§ **GOAL OF THE EXERCISE**: Could you restate every record below word for word?

§ **GIVEN RECORDS**:
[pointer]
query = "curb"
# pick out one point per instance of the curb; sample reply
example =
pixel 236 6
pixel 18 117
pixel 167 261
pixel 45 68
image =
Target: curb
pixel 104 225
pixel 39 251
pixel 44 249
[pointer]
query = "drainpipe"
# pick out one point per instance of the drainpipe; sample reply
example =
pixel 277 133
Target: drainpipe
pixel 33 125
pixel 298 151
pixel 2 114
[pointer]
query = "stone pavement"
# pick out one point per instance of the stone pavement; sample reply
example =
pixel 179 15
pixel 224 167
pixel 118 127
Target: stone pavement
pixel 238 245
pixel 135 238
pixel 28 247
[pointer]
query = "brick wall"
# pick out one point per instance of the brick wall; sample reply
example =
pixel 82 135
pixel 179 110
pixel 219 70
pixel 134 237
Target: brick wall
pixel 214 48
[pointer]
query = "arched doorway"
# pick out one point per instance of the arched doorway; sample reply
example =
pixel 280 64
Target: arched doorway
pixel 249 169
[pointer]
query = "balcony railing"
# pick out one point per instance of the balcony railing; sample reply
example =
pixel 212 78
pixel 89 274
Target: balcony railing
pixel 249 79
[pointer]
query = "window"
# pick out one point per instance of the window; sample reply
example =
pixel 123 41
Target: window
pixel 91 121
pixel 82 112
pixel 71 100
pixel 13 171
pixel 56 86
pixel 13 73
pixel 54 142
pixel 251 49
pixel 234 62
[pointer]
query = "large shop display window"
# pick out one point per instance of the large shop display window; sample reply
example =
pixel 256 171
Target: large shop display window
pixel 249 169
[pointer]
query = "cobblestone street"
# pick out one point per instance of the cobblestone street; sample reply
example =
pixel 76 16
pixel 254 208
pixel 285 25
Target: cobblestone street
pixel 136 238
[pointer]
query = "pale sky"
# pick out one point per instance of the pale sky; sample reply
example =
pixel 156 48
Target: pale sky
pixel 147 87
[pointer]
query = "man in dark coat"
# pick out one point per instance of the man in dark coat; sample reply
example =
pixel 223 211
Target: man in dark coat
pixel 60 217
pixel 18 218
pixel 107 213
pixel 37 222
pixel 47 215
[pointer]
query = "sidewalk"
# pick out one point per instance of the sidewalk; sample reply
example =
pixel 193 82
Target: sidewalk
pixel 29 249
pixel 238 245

§ **EXERCISE RESULT**:
[pointer]
query = "curb"
# pick out one point per instance of the curb; sample reply
example =
pixel 236 6
pixel 18 117
pixel 167 261
pixel 45 68
image =
Target: curb
pixel 104 225
pixel 39 251
pixel 44 249
[pointer]
query = "drainpipe"
# pick out one point per instance of the drainpipe; sample reply
example =
pixel 277 133
Target: drainpipe
pixel 33 125
pixel 298 151
pixel 2 114
[pointer]
query = "stone pavement"
# pick out one point per instance of the stone pavement; sample reply
example =
pixel 179 15
pixel 224 167
pixel 118 127
Target: stone pavement
pixel 238 245
pixel 135 238
pixel 28 247
[pointer]
query = "brick wall"
# pick out one point per instance of the brick wall; sample reply
example =
pixel 82 135
pixel 179 110
pixel 219 70
pixel 134 237
Target: brick wall
pixel 214 48
[pointer]
query = "arched doorway"
# pick out one point per instance of the arched doorway; sample reply
example =
pixel 280 64
Target: arched doorway
pixel 249 169
[pointer]
query = "balcony railing"
# pick out one point per instance of the balcony railing; sample reply
example =
pixel 212 78
pixel 89 274
Target: balcony railing
pixel 249 79
[pointer]
query = "window"
# pick out one point per instance of the window; sample reply
example =
pixel 123 41
Target: window
pixel 91 121
pixel 82 112
pixel 71 100
pixel 13 171
pixel 56 86
pixel 13 73
pixel 54 142
pixel 251 49
pixel 234 62
[pointer]
query = "large shop display window"
# pick out one point per instance of the large shop display window; sample reply
example =
pixel 256 171
Target: large shop display window
pixel 249 169
[pointer]
query = "cobblestone street"
# pick out one point per instance of the cobblestone street; sample reply
example =
pixel 76 16
pixel 254 208
pixel 285 25
Target: cobblestone street
pixel 136 238
[pointer]
query = "pale sky"
# pick out one point per instance of the pale sky; sample reply
example =
pixel 156 48
Target: pale sky
pixel 147 87
[pointer]
query = "man in dark coat"
# pick out one point per instance of the man in dark coat; sample reply
example =
pixel 223 211
Target: man in dark coat
pixel 60 217
pixel 18 218
pixel 107 213
pixel 37 222
pixel 47 215
[pointer]
query = "sidewalk"
# pick out one point per instance of the sidewalk; sample reply
example =
pixel 193 82
Target: sidewalk
pixel 29 249
pixel 238 245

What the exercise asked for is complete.